REQUIREMENT: Leaving the pictures aside, repeat each line below exactly.

Natural-language object grounding data:
⁂

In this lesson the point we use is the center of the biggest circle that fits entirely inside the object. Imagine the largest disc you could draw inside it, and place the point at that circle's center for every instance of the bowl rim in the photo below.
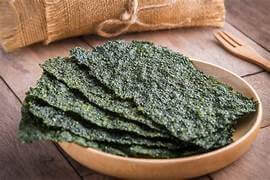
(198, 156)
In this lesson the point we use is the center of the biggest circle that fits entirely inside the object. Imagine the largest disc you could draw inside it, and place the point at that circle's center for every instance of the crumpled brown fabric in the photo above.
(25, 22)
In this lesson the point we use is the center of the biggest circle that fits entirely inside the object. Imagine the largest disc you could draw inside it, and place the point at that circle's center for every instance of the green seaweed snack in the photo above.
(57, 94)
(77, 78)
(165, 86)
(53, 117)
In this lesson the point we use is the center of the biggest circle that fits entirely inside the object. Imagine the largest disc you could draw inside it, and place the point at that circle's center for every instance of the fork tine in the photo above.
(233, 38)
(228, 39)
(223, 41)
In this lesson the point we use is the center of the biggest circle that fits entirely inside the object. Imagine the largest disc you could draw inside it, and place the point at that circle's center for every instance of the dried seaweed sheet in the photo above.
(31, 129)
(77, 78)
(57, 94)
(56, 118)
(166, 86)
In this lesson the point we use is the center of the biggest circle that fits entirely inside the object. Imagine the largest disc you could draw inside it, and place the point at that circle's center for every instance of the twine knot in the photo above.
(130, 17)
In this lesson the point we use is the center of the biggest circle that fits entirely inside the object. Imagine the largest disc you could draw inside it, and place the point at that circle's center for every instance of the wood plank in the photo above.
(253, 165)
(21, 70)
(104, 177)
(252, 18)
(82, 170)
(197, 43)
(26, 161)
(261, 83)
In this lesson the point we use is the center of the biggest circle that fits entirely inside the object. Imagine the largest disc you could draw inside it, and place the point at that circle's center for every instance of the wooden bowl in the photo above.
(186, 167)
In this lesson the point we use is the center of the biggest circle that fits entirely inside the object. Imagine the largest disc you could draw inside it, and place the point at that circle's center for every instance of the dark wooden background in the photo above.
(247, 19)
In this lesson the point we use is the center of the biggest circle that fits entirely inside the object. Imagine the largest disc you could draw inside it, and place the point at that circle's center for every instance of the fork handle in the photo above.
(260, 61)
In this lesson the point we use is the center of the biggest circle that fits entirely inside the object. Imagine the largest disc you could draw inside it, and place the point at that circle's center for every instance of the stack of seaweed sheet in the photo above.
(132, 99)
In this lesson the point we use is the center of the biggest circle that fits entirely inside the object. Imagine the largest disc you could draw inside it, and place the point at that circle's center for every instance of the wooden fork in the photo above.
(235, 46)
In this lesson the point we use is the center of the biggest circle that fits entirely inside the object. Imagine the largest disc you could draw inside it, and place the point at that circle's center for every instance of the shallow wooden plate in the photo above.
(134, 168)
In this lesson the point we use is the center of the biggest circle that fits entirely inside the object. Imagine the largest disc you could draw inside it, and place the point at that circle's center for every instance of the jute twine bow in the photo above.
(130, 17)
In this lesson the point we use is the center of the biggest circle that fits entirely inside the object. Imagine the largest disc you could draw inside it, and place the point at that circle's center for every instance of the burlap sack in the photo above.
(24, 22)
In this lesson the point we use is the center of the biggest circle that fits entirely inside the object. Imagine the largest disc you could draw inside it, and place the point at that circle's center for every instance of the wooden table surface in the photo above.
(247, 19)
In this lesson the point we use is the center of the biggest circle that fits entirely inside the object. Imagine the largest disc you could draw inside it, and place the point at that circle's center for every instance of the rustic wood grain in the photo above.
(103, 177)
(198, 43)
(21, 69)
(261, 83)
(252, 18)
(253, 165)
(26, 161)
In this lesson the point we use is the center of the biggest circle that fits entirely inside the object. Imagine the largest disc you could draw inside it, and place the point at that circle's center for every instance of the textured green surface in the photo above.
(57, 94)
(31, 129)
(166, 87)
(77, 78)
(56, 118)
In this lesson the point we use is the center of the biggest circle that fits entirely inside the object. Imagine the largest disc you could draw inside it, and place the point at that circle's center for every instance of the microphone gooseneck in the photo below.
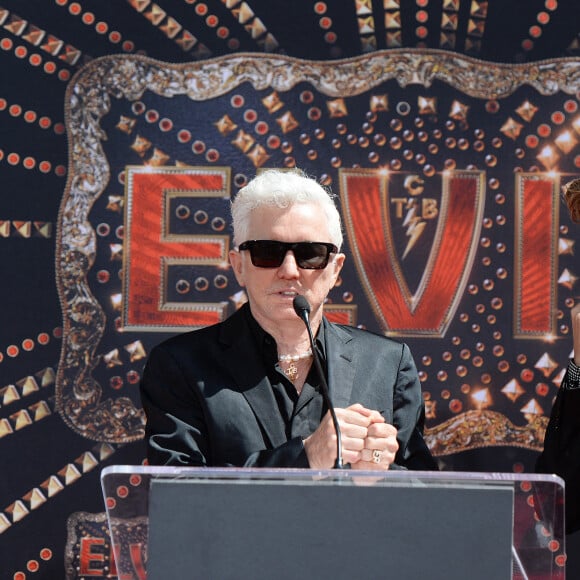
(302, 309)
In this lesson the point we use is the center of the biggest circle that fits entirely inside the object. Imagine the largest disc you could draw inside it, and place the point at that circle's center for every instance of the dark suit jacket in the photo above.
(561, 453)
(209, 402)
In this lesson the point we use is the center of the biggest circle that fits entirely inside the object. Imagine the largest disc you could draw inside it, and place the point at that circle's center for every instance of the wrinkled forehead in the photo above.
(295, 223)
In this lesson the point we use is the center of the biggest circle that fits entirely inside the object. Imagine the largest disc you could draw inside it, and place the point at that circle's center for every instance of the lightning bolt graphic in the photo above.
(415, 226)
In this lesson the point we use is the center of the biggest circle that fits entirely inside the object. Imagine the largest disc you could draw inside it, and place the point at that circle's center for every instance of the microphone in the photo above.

⁂

OUTPUT FOR THIS TASK:
In this lesson the point we use is the center of the biggest circle that fits entirely inside the object. Imagine the largest disc you could draw inside it, and place the point at that circle's center for every instance of the bowl rim in the photo below.
(198, 156)
In this lesson the point we use is the center of the biggest circle that fits entirely inside the object. Imagine the largest disc you could draw inside it, and place the point at that circle's center for every instance of the crumpled brown fabric in the photo above.
(25, 22)
In this lesson the point we use is the center of the biggest circle that fits entirely inside the object. Imagine the largest disc you could draw inside it, and place the point at that circle's center for every instance of the green seaweed snack in the photo above.
(57, 94)
(77, 78)
(165, 86)
(53, 117)
In this lesson the point we use is the center of the biggest circle that fits entirely inside the object. Imagine the largest disc you could draw inside it, and place the point at that circle's center for every instance of the fork tine in the photo above.
(233, 38)
(228, 39)
(223, 41)
In this lesson the point we use is the center of the biggest circle that fits entirely inside the object. Imagine the largest disc you could draw inside it, and place the point at that circle's center for every instance of the dried seaweed sheet in the photo above.
(31, 129)
(77, 78)
(57, 94)
(56, 118)
(166, 86)
In this lesson the point we use is the center of the biggest circle that fits entirely inside the object. Imagine the largest disc you could draw inside it, and place the point at that circle's center for every instance of the twine knot in the photo above.
(130, 17)
In this lesson the point we use is the center of the biggest circle that fits entirely inside the object. Imagine the largest disc you could draw inside it, and place the point at that circle's center for every instance of the wood plank in the photo above.
(253, 165)
(21, 70)
(104, 177)
(252, 18)
(82, 170)
(197, 43)
(26, 161)
(261, 83)
In this lesson the point we use is the center of the biggest circle that fits entirely inside the object. Imagine the largest disc you could draw inside it, and place the point at that circle's center for every instance of the wooden bowl in the photo above.
(186, 167)
In this lesson the point we use is the center of the biggest circle that fits entirely inside the object. Imagine the largest disc you could draw inside it, and place the point at that circle's center for every instance of the dark wooden background in the photo above.
(247, 19)
In this lesson the point we use is the center of the biggest circle that fits entirely inside the object. Imagine the largest disc you could draw inside it, and place the point at that circle's center for every instance of the fork handle in the photo above.
(260, 61)
In this lesson the point we use is the center of the biggest circle that fits entirely inside the object. Imagine the largest disc you could draw inside it, and place the point at that circle's center for every instance of the stack of seaweed sheet in the photo above.
(132, 99)
In this lesson the point we use is the center of the biggest circle that fits entirely inside the object. Imagine the largest disc you could draw inside it, and place the point at that circle's center for every instance of the wooden fork in the photo above.
(235, 46)
In this lesson the point we use is the center of the biggest circle that fits entirely inside the object. Imagine the largest disc you could draw inside it, and place the point at that circle's center for every instance of the shallow wooden plate in the photo above.
(134, 168)
In this lesson the point we use is the center of the biggest circle that fits entirely inside the object. Imagine the largest disc you could draw inside it, and place the point at that circle's center for every instance of the jute twine bow in the photo above.
(130, 17)
In this lesson the point we use is the center of the biggest circle that fits entirely inside the object. Imagine the largest disc you could draw inside it, and place the point at that circle's center for every instance of the burlap sack in the photo above.
(24, 22)
In this lesson the point we use is the center of the biggest circle that fits entirely inside the object. Imagine the largest disc you could draw inside it, and place the point at that circle's center for every instance of the wooden table surface in the photo above.
(247, 19)
In this lesson the point we use is the center of the biggest circle that fits entirely inside the object. Imagine the largest disc you could draw inside it, and place the point at that circle's center for every instance of the rustic wood grain in the photo above.
(103, 177)
(198, 43)
(21, 69)
(261, 83)
(252, 18)
(253, 165)
(26, 161)
In this lesson the point we use is the center of the biggest circle that fits entirely inside the object. Imagine the largest disc you could draw inside it, and place the point at that circle's center for every instance of the textured green surface in the photo above.
(57, 94)
(31, 129)
(166, 87)
(77, 78)
(56, 118)
In this lesson the point we use is the center of the biggest circle that fits entirely inside the object. Imagine the largest disc you could draw inside it, and place the point at that circle's center for every instance of the microphone gooseneck in the photo below.
(302, 309)
In this lesson the point we use is the center of the biggest circle that fits entirely inside the object. Imagine the largest disc you could draw inside it, and place the point at that circle's center for every instance of the dark suit jacket in the photo above.
(561, 453)
(209, 402)
In this lesson the point we use is the center of the biggest circle that fits entirely inside the object. Imagine the largest disc you could draw inside it, and place the point at that circle's center for every instance of the wrinkled forehead in the photo above.
(295, 223)
In this lesson the point we use is the center of the biggest circle that fits entirely inside the object. Imagine the largest disc you could draw inside it, and place the point at that circle's center for every instance of the lightning bolt graphic in the photo above.
(415, 226)
In this lesson the point we use is the center of the biggest circle that fits entirely inside the object. Imagine the largest disc you could draw inside it, and place the point at that circle's center for every instance of the microphone in the photo above.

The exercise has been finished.